* [PROBLEM REQUIREMENTS]: Those lines of the records that contain "outline" are to be located and copied.

---- RECORDS FOR THIS TASK

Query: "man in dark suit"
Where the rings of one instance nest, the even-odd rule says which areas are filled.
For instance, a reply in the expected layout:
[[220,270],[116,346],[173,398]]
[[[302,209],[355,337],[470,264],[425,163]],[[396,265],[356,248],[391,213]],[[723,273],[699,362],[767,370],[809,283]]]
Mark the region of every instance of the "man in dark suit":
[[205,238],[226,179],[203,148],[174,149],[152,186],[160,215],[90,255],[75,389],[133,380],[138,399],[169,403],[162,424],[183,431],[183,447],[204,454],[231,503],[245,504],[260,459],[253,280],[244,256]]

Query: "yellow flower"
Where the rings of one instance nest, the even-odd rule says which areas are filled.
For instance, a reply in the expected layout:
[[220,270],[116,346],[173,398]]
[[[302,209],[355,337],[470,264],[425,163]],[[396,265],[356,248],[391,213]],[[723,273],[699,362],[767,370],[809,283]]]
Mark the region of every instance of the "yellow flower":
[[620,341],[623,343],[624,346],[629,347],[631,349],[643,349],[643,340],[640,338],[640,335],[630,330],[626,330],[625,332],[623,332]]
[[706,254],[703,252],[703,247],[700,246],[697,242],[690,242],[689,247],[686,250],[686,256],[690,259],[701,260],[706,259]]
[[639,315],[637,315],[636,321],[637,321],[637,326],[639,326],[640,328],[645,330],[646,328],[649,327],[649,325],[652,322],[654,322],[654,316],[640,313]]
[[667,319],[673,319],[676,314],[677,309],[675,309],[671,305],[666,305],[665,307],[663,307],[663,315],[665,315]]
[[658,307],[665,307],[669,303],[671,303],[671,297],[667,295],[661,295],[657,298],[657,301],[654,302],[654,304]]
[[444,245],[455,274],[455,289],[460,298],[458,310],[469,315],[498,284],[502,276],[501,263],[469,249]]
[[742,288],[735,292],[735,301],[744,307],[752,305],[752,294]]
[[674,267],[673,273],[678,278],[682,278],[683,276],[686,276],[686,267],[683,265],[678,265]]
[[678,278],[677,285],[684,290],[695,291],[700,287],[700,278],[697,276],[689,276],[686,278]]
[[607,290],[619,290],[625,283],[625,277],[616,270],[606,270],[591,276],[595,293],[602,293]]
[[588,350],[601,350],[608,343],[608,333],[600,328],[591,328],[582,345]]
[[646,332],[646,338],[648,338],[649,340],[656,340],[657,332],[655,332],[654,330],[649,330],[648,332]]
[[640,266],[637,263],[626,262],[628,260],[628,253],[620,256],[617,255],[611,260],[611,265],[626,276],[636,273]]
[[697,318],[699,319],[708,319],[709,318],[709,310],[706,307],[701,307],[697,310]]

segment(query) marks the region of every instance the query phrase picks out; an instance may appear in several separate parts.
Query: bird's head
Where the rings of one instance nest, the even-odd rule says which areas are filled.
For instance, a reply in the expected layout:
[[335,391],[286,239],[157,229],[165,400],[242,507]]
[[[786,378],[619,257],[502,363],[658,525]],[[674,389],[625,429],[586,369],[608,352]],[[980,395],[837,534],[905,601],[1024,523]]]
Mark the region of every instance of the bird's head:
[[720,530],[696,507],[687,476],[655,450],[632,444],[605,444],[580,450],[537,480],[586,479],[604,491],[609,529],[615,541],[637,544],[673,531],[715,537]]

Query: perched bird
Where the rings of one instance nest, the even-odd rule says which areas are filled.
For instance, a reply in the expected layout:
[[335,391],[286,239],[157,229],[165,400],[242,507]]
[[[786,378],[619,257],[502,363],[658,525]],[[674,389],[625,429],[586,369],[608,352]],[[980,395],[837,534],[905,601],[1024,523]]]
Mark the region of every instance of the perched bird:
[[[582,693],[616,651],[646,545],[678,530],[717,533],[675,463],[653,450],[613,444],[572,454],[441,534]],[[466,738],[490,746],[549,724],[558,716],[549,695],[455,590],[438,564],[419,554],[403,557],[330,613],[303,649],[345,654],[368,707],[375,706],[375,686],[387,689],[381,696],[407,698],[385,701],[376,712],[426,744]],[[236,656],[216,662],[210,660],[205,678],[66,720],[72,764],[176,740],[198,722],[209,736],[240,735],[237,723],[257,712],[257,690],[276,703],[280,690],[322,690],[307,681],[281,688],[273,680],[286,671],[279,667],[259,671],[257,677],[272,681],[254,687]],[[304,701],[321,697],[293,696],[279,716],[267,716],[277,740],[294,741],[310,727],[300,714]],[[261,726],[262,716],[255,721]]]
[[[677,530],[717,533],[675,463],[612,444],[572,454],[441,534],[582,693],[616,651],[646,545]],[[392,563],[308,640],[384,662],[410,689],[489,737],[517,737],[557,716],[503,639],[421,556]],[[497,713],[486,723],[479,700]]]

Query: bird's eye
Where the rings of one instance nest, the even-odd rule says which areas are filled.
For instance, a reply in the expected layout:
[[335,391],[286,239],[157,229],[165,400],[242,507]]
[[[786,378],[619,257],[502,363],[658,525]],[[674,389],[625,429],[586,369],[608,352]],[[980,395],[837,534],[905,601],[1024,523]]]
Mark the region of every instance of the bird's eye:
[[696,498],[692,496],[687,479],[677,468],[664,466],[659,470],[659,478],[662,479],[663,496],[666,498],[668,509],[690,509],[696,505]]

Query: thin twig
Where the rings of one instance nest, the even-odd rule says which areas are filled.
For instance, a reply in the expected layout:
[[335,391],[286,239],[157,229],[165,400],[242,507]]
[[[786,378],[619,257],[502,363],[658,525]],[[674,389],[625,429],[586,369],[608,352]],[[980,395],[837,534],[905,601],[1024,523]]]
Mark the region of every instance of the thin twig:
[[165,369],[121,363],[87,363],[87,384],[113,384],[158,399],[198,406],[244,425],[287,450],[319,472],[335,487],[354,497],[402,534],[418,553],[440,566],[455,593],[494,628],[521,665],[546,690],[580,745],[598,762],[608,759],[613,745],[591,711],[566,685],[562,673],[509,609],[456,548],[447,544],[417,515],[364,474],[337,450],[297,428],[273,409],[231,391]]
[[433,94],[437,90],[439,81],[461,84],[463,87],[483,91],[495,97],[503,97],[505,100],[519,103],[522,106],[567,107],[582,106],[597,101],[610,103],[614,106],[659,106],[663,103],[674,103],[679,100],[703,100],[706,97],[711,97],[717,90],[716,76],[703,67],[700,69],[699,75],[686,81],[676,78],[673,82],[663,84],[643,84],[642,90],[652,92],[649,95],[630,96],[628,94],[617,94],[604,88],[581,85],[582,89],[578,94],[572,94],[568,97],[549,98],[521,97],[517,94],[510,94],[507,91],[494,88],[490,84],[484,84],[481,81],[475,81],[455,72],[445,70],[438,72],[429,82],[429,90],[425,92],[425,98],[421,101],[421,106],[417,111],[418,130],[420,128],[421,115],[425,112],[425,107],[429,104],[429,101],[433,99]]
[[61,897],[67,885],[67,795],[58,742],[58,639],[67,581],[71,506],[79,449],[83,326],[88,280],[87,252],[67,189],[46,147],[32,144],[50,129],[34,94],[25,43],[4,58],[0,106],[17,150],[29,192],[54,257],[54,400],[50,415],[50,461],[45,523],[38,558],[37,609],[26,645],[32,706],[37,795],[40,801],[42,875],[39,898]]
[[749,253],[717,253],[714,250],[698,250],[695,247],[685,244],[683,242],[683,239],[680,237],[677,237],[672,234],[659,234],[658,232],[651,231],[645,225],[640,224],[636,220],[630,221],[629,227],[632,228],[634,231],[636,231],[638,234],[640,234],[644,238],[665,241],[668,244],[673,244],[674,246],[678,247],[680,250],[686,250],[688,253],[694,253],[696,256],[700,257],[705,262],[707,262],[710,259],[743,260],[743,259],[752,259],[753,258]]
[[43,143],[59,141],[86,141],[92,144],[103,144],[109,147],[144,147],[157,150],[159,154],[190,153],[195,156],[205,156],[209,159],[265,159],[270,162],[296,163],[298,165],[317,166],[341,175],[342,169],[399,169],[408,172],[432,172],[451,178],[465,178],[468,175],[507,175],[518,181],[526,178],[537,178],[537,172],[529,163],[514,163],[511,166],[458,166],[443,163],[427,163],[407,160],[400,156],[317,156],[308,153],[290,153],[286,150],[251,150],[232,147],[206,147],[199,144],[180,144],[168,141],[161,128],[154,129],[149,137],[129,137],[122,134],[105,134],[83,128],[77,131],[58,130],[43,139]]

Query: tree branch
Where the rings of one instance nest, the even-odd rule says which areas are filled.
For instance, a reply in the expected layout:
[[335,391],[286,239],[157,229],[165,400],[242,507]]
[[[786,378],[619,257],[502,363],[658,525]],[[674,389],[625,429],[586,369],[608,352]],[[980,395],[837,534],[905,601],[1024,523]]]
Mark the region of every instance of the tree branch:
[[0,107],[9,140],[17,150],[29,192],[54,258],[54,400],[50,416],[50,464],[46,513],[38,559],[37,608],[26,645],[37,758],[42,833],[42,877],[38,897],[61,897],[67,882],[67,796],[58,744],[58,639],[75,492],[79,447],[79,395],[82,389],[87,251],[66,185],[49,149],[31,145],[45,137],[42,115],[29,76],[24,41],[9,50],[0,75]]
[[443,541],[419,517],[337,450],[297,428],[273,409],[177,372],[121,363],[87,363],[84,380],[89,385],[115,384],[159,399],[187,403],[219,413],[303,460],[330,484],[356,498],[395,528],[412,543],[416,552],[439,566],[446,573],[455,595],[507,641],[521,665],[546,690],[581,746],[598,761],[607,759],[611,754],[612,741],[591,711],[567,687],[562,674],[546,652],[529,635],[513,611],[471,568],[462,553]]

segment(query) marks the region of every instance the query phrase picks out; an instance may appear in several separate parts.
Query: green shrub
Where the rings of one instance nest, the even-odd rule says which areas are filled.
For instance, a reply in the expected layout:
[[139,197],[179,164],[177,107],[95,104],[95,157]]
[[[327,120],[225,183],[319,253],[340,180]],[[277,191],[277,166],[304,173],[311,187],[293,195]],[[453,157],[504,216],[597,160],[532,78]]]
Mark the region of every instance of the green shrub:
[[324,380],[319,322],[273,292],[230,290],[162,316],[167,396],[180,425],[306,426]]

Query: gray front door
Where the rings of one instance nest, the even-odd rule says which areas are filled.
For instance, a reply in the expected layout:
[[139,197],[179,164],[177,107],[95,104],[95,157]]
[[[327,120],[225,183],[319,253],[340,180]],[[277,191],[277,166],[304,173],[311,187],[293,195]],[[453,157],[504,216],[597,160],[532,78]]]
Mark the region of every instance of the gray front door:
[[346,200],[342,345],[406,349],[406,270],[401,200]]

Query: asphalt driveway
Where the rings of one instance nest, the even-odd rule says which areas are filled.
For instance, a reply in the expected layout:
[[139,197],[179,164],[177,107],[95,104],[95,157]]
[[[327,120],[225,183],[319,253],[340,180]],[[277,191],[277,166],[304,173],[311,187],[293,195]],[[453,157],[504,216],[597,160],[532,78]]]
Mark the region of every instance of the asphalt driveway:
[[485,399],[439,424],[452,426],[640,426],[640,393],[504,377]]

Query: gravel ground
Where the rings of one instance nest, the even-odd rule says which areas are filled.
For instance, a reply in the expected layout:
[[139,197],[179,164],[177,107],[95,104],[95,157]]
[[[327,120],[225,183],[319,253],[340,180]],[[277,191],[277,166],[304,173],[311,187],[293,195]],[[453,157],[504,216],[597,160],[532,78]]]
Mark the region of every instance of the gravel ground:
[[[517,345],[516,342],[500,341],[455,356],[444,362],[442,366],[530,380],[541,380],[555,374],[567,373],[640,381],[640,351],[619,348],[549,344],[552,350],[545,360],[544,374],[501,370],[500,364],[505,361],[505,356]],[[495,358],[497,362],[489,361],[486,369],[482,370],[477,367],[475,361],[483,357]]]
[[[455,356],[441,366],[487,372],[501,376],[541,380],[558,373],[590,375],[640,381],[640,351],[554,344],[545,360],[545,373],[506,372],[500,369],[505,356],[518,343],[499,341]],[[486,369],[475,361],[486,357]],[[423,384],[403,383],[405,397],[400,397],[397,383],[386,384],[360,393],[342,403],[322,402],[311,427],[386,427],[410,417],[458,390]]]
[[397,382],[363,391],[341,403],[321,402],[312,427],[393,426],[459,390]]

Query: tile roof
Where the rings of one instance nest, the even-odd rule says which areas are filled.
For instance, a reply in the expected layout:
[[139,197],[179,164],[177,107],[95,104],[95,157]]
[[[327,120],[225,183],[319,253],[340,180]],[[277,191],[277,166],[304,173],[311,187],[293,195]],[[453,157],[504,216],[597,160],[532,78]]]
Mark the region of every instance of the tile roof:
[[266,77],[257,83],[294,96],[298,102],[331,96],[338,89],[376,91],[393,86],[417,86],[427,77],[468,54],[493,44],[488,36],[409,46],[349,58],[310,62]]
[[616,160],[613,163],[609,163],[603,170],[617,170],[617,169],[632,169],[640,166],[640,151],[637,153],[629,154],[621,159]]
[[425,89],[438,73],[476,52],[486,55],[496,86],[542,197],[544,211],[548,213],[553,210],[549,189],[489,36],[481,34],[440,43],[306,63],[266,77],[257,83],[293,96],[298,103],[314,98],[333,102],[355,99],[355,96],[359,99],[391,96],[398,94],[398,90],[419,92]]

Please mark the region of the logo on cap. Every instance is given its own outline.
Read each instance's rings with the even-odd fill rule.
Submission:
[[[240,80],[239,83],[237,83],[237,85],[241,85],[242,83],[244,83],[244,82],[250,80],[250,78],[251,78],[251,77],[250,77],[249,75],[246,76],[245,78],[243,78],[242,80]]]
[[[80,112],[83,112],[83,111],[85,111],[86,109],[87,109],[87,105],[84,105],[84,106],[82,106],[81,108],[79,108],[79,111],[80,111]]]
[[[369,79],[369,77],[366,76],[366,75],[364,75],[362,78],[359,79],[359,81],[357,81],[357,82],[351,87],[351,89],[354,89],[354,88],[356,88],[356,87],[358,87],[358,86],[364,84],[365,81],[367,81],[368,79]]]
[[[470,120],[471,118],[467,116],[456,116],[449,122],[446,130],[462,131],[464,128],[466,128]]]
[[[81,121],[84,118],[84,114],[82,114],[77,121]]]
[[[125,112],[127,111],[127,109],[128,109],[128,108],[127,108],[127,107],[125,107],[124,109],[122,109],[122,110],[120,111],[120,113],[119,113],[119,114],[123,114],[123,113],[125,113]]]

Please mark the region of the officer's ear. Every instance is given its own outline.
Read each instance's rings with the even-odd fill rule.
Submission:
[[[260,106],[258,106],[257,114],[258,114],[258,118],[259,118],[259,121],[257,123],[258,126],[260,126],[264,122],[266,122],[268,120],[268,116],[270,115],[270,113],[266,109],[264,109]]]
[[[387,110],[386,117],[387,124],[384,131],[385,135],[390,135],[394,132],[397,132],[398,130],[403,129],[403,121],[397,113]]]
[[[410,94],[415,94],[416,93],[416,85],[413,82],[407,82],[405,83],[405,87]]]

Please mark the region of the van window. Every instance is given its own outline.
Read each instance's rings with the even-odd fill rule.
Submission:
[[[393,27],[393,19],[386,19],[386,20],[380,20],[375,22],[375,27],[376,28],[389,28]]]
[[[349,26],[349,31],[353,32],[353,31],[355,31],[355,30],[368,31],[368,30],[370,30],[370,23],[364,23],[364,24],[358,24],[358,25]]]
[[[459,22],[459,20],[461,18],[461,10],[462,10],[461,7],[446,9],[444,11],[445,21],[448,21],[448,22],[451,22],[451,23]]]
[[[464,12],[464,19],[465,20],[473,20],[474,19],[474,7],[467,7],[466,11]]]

--------

* [FINISHED TASK]:
Please mark the region of the logo on cap. Every instance is given its own outline.
Please mark the region of the officer's ear. Every instance is given its own outline.
Please mark the region of the van window. Every instance is given its own outline.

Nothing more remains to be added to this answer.